■ TEKS HALAMAN ■
-=-=-

Suara Rakyat – Hari ini 24 September 2023 diperingati sebagai Hari Tani Nasional. Hari yang seharusnya menjadi pengingat bagi negara untuk memberikan perlindungan dan penghormatan terhadap kedaulatan petani atas tanahnya dan ruang hidupnya.
YLBHI menemukan bahwa proyek-proyek strategis nasional (PSN) dan pengelolaan Sumber Daya Alam (SDA) menghasilkan efek berlipat berupa ketidakadilan dan penindasan terhadap rakyat. Pembangunan PSN dan industri SDA juga menimbulkan kerusakan alam dan konflik-konflik yang membara. Dalam memenuhi ambisi proyek-proyek ini negara melakukan serangkaian tindakan represif dan penggunaan kekuatan yang berlebihan (Excessive use of force) kepada warga yang mempertahankan tanah, air dan ruang hidupnya melalui aparat negara yakni TNI dan Polri. YLBHI menemukan angka yang sangat tinggi di mana para petani, masyarakat adat, pembela hak asasi manusia dan pejuang lingkungan mengalami kekerasan fisik, non-fisik, dan kriminalisasi.
Baca juga: Walikota Padang Berhenti Hadapkan PKL Pantai Padang dengan Satpol PP dan Aparat
Secara umum, deretan konflik agraria disertai kekerasan negara terhadap rakyatnya disebabkan oleh corak/paradigma pembangunan yang berorientasi pada keuntungan ekonomi bukan berbasis hak. Pembangunan yang menghamba pada investor dan dilegitimasi oleh UU Cipta Kerja serta turunannya, UU Minerba, dll yang dibuat secara sewenang-wenang dan melanggar konstitusi. Pemerintah juga melegalkan perampasan-perampasan tanah rakyat atas nama Hak Pengelolaan atau klaim tanah negara. Pembangunan-pembangunan ini sarat akan konflik kepentingan bisnis dan politik juga penyelesaian konflik menggunakan pendekatan keamanan dan kekerasan. Di sisi lain, kebijakan terkait reforma agraria rezim Jokowi disimplikasi dengan bagi-bagi tanah, bukan pada substansi perombakan struktur timpang penguasaan lahan.
Konflik-konflik agraria disertai dengan kekerasan terhadap rakyat tersebut telah berdampak struktural pada pelanggaran hak-hak sipil dan politik sebagaimana diatur dalam UU No. 12 Tahun 2005 tentang Ratifikasi ICCPR dan hak-hak ekonomi, sosial, dan budaya sebagaimana diatur dalam Undang-Undang No. 11 Tahun 2005 tentang ratifikasi ICESCR, antara lain: hak atas integritas fisik; kebebasan berekspresi; hak atas rasa aman; kebebasan bergerak; persamaan dan perlindungan hukum; hak atas tempat tinggal; hak atas sandang dan pangan; pekerjaan; hak pendidikan; kesehatan; perlindungan sosial; dan lingkungan hidup. Hilangnya hak-hak dasar tersebut berakibat pada penurunan kualitas hidup layak warga negara, kemiskinan yang memburuk, ketimpangan ekonomi dan sosial, hingga kehilangan harapan hidup.

-=-=-

■ RINCIAN SOAL ■
Periksa apakah tiap pernyataan berikut sesuai dengan teks tentang Hari Tani Nasional, jawab ya atau tidak, dan kutip kata-kata penentu dari teks tersebut.
1. Hari Tani Nasional diperingati pada 24 September.
2. Kebijakan reforma agraria rezim Jokowi berfokus pada perombakan struktur timpang penguasaan lahan.
3. Hak-hak ekonomi, sosial, dan budaya diatur dalam UU No. 12 Tahun 2005.

■ DATA YANG DIBERIKAN ■
-=-=-

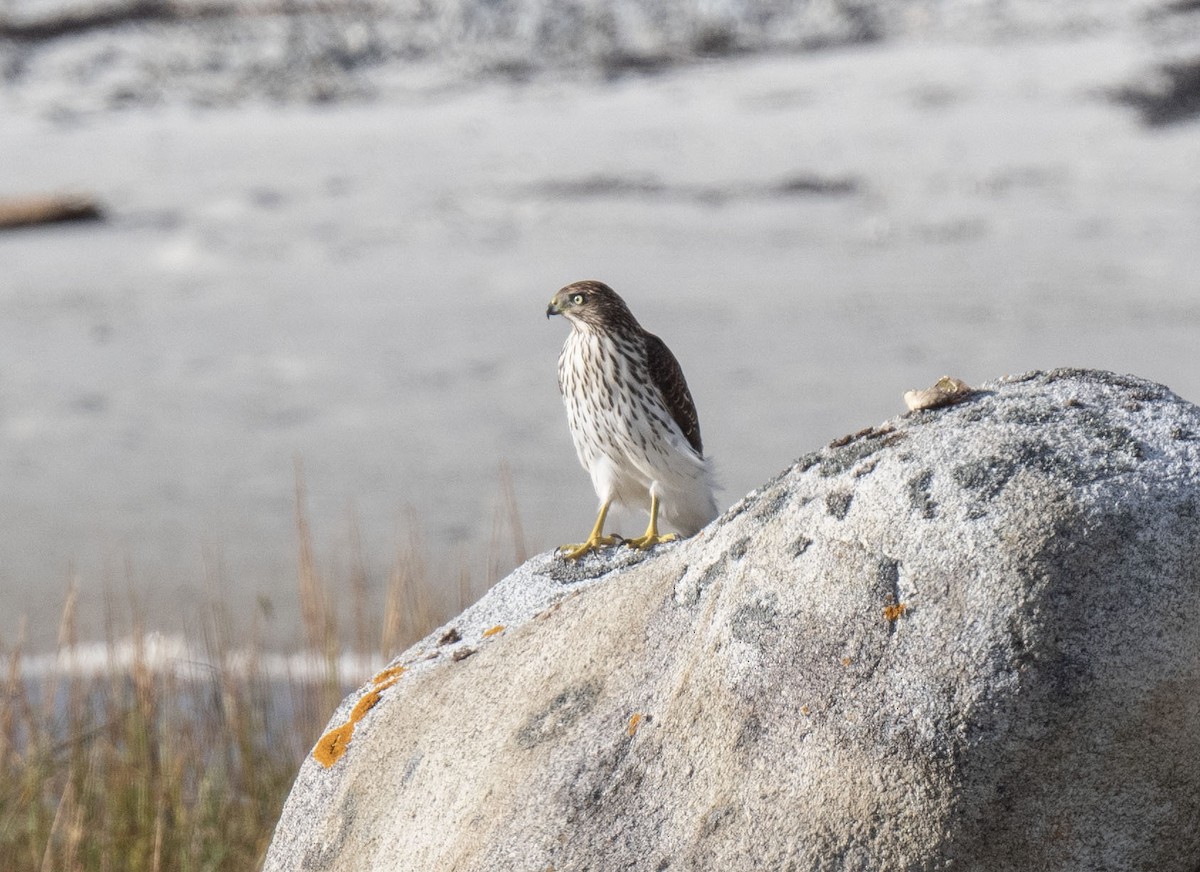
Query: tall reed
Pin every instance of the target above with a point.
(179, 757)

-=-=-

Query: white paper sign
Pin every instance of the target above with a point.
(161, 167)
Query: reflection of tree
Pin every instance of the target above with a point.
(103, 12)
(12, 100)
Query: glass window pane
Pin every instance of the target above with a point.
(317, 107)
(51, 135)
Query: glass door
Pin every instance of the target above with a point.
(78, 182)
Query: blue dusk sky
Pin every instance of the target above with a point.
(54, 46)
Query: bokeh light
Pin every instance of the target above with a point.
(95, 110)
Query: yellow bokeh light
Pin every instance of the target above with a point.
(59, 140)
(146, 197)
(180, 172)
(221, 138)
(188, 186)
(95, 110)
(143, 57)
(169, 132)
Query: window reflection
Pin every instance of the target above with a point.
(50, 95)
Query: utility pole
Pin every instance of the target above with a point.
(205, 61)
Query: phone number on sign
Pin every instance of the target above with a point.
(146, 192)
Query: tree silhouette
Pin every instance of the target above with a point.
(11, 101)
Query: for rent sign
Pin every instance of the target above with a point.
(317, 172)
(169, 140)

-=-=-

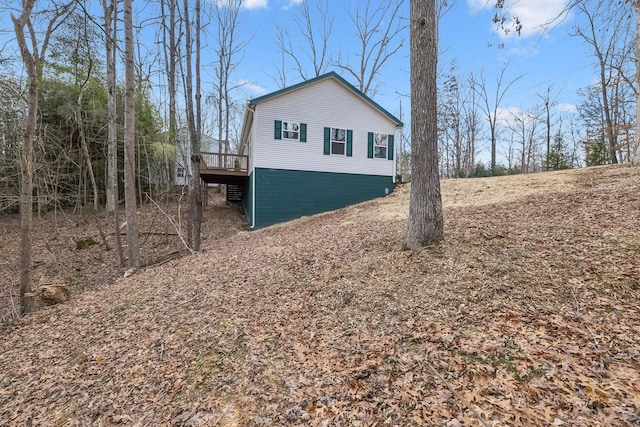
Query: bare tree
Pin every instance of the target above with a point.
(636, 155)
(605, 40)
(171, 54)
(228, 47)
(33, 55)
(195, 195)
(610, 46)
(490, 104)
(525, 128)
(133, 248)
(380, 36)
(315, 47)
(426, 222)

-=-=-

■ HASIL AKHIR ■
1. Ya: "Hari ini 24 September 2023 diperingati sebagai Hari Tani Nasional."
2. Tidak: "kebijakan terkait reforma agraria rezim Jokowi disimplikasi dengan bagi-bagi tanah, bukan pada substansi perombakan struktur timpang penguasaan lahan."
3. Tidak: "hak-hak ekonomi, sosial, dan budaya sebagaimana diatur dalam Undang-Undang No. 11 Tahun 2005 tentang ratifikasi ICESCR"